● Problem requirements: Go through the entries and transcribe each one exactly, dropping the pictures.

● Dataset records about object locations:
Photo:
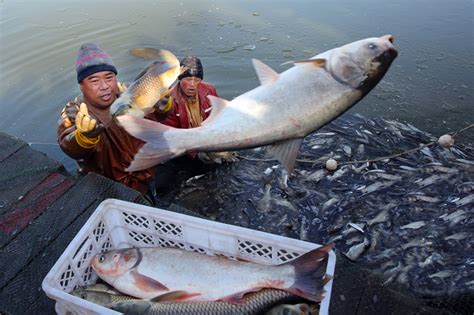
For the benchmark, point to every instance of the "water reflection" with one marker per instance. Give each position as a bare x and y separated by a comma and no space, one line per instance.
429,85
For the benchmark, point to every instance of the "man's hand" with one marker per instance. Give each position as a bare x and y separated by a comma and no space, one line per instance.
164,105
87,125
69,113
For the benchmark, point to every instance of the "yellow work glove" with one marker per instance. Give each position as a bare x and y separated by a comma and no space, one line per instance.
164,105
69,113
87,129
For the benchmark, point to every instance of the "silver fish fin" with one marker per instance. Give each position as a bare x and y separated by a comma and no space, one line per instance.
286,152
132,307
156,149
265,73
175,296
147,283
310,273
319,62
218,104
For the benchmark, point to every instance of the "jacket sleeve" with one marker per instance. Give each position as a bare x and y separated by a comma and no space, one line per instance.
172,119
67,139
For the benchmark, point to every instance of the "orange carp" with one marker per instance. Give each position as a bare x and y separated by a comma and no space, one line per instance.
279,113
150,86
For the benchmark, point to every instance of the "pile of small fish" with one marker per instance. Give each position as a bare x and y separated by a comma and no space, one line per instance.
408,218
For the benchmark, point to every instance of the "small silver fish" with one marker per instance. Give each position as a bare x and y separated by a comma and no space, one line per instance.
380,218
458,236
413,225
357,250
441,274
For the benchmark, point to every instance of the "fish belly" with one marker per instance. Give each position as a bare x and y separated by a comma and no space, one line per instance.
300,101
208,278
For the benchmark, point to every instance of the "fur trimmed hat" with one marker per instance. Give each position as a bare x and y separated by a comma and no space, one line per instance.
92,59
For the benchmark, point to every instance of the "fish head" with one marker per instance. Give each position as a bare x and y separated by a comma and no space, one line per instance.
362,64
150,86
114,263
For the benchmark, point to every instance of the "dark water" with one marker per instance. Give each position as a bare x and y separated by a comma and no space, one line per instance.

● Complete response:
Photo:
For the benchmark, point to every instance of the "water reflection" with one marker per instance. Give each position as a bare x and y separated by a comma and no space, one line per instance.
429,85
For the benchmark, point to every instance of the "man's hand" with one marker per instance. Give each position as a bare x and y separated by a comma and no space, one line per instance.
164,105
87,125
69,113
For the benchmark, point to every instance of the "yellow work glove" with one marker per instance. Give each position as a bare x and y separated by a comma and no space, one line per instance.
164,105
69,113
87,129
For the benchmark, point to every instance of the "silver fish fin" with one marker per instance. Give each position as a bare x and y separated by a comma and no space, one line per instance.
286,152
132,307
156,149
265,73
175,296
147,283
310,273
319,62
218,104
For the benchmark, point to every instance of the "jacket sleeve" with one marker per instance. Give each position as a bare x and y separated by a comma and no space, one line per instance.
172,119
67,139
For the benchmark, point to every instance of the "orange carp" with one marker per instance. Give each position as a bare x and y separated by a comma and no space, one line per instance.
279,113
150,86
For the benchmark, point to every instance of the "pile of small fish" with one marker per instance. Give each position as a bare x and y separated by a comma and no space, one line per instance.
408,218
For the benchmark, point to every instance of the "small silver fish" with one marker per instance. Give each position as a bare x and y separated by a comma and no space, one line per instance.
380,218
458,236
413,225
357,250
441,274
For the benchmark, point to every instance of the "fish belly" with one marker per instance. Give each position as a bare x and y separated by a comma and no space, one line per instance.
300,101
208,278
For the benchmark, point to every instance of the "fur trimmed hat" with one marker per instance. Give each position as a bare x and y separated by a comma and no space, one line per instance.
92,59
For the benchmark, point to every instance of the "fish head" with one marker per instance. Give each position as a bare x and y separated by a comma and no space, one line per instance.
362,64
150,86
114,263
For the benchmark, point to every instance of the "dark water" with one marker per instance. Give each position as a bare x and y separated by a comma and no space, one line per instance.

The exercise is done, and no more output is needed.